Raw records

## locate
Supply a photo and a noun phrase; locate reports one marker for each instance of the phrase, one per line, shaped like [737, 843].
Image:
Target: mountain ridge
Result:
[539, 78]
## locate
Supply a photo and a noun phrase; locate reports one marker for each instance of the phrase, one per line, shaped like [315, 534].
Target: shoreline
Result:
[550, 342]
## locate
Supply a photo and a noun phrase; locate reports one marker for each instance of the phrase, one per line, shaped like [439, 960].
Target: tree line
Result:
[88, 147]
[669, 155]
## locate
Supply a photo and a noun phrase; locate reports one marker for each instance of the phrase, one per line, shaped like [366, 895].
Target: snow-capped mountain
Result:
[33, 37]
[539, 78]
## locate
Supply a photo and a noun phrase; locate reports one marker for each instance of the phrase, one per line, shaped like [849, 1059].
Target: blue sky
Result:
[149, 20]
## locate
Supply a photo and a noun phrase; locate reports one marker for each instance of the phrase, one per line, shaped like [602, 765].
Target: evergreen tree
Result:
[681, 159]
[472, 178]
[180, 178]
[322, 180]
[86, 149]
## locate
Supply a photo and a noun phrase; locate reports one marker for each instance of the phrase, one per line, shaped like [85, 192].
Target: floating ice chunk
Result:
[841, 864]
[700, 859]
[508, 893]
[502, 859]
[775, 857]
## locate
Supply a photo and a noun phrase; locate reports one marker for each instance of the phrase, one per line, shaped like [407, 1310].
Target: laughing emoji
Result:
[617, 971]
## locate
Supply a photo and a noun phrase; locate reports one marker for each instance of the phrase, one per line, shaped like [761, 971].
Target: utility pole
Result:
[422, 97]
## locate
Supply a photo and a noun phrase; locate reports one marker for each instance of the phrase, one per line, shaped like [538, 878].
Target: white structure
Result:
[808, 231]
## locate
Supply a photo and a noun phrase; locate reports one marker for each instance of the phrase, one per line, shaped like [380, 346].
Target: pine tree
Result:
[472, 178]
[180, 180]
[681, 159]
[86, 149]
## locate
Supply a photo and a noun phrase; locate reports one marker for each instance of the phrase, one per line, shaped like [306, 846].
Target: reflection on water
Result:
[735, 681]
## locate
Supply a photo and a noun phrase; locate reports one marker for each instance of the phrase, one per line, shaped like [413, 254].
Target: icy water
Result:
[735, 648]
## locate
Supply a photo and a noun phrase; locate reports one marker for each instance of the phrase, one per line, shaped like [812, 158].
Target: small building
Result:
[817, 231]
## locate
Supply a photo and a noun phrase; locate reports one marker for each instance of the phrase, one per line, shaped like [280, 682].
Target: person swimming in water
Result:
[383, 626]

Exercise prompt
Type out the material again exactly as presented.

Solution for this task
## locate
Supply a photo and a noun phrase; locate reports one marker for each instance of the phrase, one per line, shaped like [737, 843].
Image:
Target: mountain ridge
Result:
[539, 78]
## locate
Supply a photo and a noun phrase; locate reports one marker for each instance of the phrase, one per line, shaped like [315, 534].
Target: shoreline
Result:
[550, 342]
## locate
Supply a photo and a noun phrase; locate reports one marker for each instance of the phrase, one per line, shaped like [439, 960].
Target: tree line
Result:
[88, 147]
[669, 155]
## locate
Supply a photo and a noun phrase; locate reports one marker for each instance of the phrase, one per line, shaped like [366, 895].
Target: snow-capped mountain
Result:
[33, 37]
[539, 78]
## locate
Supply a photo and a noun phrase; locate reports one marker for each instance of the phrase, one per line, shaped like [849, 1059].
Target: blue sky
Result:
[149, 20]
## locate
Supply a photo and a noun phrase; locate reports one marker for each instance of the phrase, one per line, shaped like [602, 765].
Target: evergreen tree
Result:
[681, 159]
[472, 178]
[180, 178]
[322, 180]
[86, 149]
## locate
Supply a photo and a noun phrase; locate reports one marker for each instance of the phrase, one per line, shaped like [85, 192].
Target: floating ice chunk
Result:
[841, 864]
[700, 859]
[508, 893]
[502, 859]
[775, 857]
## locate
Supply a photo and a noun phrase; locate reports one marker for each instance of the phrase, one per line, shaped like [407, 1310].
Target: laughing emoji
Result:
[617, 971]
## locate
Supply a photo and a noun phrase; locate reports one marker for each instance of the phrase, one per line, shaped like [761, 971].
Target: utility pole
Result:
[422, 97]
## locate
Supply a photo and a noun phrase; locate reports one marker for each instance of the phrase, one per line, shaped like [538, 878].
Target: white structure
Result:
[808, 231]
## locate
Supply a photo and a noun phrase; locate reports one marker for each instance of the phrase, one per line, shaped like [380, 346].
Target: pine tree
Result:
[472, 178]
[180, 180]
[681, 159]
[86, 149]
## locate
Supply a photo and a noun phrase; locate reports one marker for each instance of the phrase, one per line, shaped like [306, 846].
Target: reflection on water
Result:
[735, 681]
## locate
Supply a photo and a noun phrase; locate reports one marker for each instance of the phrase, one per line, shaped like [413, 254].
Target: icy water
Result:
[735, 648]
## locate
Supply a photo and a noun phrase; locate reports one marker for each instance of the phrase, one per line, shaped like [812, 158].
Target: small building
Result:
[817, 231]
## locate
Supply a photo and a noun phrase; locate reports one marker for each instance of the phrase, one per line, shaped like [280, 682].
Target: person swimming in water
Result:
[383, 626]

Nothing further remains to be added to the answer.